▶ _WRITTEN EXERCISE_:
Update the part of the records that opens with the line containing "- **Locate**: the white notice board" and closes with the line containing "xmin=0 ymin=348 xmax=500 ymax=375", swapping "asphalt" for "paved" and keeping everything else unchanged. Give back only those lines.

Box-labeled dataset extracts:
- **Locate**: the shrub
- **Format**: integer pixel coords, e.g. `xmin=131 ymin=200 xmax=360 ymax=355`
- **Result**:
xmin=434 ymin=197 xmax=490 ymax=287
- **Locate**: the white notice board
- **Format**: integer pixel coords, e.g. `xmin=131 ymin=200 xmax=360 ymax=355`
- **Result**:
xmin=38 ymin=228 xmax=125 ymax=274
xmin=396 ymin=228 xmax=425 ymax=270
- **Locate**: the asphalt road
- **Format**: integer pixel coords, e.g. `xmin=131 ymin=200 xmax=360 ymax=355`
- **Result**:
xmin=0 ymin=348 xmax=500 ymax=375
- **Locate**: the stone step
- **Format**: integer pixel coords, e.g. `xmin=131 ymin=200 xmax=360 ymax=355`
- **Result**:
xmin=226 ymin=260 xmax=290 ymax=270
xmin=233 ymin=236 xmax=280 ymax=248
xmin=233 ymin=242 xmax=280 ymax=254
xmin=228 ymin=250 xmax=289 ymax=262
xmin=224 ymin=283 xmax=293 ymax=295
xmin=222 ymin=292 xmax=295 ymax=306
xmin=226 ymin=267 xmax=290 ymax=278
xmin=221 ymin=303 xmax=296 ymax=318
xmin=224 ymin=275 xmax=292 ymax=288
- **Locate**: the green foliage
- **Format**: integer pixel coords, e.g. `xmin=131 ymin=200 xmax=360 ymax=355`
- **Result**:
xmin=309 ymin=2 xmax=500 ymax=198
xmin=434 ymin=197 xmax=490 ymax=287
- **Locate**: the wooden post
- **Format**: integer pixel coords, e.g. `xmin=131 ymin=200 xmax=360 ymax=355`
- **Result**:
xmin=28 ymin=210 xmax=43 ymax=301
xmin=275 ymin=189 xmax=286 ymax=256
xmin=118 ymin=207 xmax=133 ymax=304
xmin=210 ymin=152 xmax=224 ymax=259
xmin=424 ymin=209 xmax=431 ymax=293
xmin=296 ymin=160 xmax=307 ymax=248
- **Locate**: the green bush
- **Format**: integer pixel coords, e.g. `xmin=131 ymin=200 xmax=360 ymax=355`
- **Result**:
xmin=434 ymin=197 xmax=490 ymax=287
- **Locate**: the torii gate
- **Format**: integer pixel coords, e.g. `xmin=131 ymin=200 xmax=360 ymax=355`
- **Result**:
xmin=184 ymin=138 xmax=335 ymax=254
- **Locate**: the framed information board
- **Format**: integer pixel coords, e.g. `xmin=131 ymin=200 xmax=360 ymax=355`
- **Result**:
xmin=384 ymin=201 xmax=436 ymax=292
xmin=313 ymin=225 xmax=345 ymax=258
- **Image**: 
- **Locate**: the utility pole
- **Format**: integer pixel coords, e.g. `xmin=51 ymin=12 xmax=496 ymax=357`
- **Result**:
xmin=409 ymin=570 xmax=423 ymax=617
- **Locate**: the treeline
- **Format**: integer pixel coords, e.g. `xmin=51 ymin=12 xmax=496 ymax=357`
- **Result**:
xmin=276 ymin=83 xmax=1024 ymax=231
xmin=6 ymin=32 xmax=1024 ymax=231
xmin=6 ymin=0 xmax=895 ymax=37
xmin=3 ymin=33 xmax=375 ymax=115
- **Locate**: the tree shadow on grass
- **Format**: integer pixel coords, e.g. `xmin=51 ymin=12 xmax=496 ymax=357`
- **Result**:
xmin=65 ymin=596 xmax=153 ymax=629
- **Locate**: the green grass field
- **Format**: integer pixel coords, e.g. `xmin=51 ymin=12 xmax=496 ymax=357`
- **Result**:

▶ _ANSWER FOR THE TASK_:
- **Locate**: the white notice board
- **Format**: integer pixel coords, e.g. `xmin=131 ymin=200 xmax=360 ymax=355`
- **Result**:
xmin=38 ymin=228 xmax=125 ymax=274
xmin=396 ymin=228 xmax=425 ymax=270
- **Locate**: the paved road
- **Format**: integer pixel coords, e.g. `xmin=131 ymin=200 xmax=360 ymax=355`
- **Result**:
xmin=0 ymin=348 xmax=500 ymax=375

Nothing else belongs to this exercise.